Work instructions:
(a) How many people live in Jeddah, according to the report on the Jeddah floods?
(b) Write what comes next in the report on the Jeddah floods, picking up after its final sentence.

Supplied passage:
Content starts
Jeddah, Asharq Al-Awsat-(Agencies)- Torrential rains submerged streets and cut off electricity in parts of Jeddah yesterday, prompting Saudi emergency services to mount a major rescue operation as water levels rose rapidly.
King Abdullah ordered the mobilisation of all relevant services “because of the havoc caused by rains and floods in Jeddah and its environs,” the official SPA news agency said.
“We must send reinforcements immediately to limit the damage as rains are expected to continue in the coming days,” the king was quoted as saying.
He added: “The minister of finance has been instructed to allocate the funds necessary to put all emergency resources and reinforcements” at the disposal of rescue and response teams.
On Wednesday, cars floated in streets turned again into rivers, while putrid odours filled the air as sewage from underground tanks overflowed and mixed with flood water in the Red Sea port of four million.
“We are flooded. It’s bad. The whole first floor of my house is filled with water and one of my couches is floating in the living room,” a woman told the Reuters news agency in Jeddah.
“Why weren’t we warned about this? There are helicopters rescuing people and cars floating in the streets,” she said.
Authorities urged residents to stay indoors but gave no immediate assessment of damages or any casualties. A spokesman for the civil defence did not return repeated calls for comment.
Until recently, Jeddah’s waste water was dumped in an area in the middle of the desert which later developed into a large lake dubbed “Musk Lake” by locals for its odour.
Content ends
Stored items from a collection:
Content starts
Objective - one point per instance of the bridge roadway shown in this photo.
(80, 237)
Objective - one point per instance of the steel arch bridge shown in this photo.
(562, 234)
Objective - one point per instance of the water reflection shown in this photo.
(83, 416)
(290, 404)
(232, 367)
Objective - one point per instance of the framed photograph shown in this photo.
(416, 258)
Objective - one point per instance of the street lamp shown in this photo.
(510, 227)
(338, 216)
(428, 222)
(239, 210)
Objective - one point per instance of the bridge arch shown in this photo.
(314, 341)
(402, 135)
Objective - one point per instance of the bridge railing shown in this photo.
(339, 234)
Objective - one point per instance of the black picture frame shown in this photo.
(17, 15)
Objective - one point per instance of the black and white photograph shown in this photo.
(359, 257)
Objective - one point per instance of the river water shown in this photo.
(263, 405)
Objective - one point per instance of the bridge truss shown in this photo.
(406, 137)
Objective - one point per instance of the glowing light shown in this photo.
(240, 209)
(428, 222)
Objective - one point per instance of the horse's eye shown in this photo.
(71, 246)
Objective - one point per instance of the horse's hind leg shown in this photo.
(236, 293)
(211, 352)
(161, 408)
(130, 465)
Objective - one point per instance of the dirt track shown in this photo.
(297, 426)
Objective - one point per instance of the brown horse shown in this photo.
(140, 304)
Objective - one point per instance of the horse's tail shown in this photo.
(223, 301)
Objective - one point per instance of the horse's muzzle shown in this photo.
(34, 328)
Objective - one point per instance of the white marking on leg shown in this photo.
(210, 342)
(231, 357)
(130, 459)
Content ends
Written responses:
(a) Four million.

(b)
Only when the lake, which was equivalent in size to 340 soccer fields, rose 12 metres (39 ft) high, King Abdullah ordered authorities to get rid of it. He also said after the last floods that officials would be held responsible.
Now municipality officials say the lake is empty and water waste is purified and used to water plants in the city but there is still no functioning sewage system in Jeddah, a major port.
“I really don’t mind having my house flushed with water. I love rain,” said another Jeddah resident. “But I hate sewage and this is what we are dealing with. I can’t stay in my flooded house. This is all diseased water.”
After the November 2009 floods in Jeddah, the king sought legal action against officials and contractors for alleged corruption, mismanagement of real estate and land planning that exacerbated the effects of floods.
The inability of Jeddah’s infrastructure to drain the waters and uncontrolled construction in and around the city led to a high number of flood victims.
Thousands of families lost their homes as 10,785 buildings were destroyed, a survey found.